Requirements » Set down, character for character, the lines of the entries below, starting at the line that contains "TARGET = hawk's tail" and ending at the final line of the entries.

Input material »
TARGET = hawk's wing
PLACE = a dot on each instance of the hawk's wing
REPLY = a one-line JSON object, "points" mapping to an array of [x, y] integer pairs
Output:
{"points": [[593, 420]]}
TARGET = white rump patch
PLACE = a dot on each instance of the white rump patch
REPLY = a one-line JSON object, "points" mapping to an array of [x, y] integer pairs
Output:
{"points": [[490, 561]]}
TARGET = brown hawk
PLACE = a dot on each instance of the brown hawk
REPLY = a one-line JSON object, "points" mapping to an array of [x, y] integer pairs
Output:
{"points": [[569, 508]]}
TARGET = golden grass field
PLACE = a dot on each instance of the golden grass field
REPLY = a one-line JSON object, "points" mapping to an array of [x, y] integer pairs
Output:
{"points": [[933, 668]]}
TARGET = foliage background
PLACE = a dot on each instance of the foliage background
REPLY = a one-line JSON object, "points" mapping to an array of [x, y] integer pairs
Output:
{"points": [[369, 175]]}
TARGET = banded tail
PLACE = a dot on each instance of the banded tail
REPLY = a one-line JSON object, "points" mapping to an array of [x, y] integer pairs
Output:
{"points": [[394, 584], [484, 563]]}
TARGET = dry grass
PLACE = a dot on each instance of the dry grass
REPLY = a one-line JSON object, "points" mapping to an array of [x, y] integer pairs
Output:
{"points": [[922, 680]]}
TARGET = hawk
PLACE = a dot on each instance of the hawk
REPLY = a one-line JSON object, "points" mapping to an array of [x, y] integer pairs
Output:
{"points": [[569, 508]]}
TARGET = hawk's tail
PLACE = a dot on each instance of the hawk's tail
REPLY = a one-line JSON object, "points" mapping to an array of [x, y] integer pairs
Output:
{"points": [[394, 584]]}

Task response »
TARGET = hawk's tail
PLACE = a dot on each instance of the hawk's tail
REPLY = a one-line JSON object, "points" mapping to an array of [x, y] integer pairs
Output:
{"points": [[394, 584]]}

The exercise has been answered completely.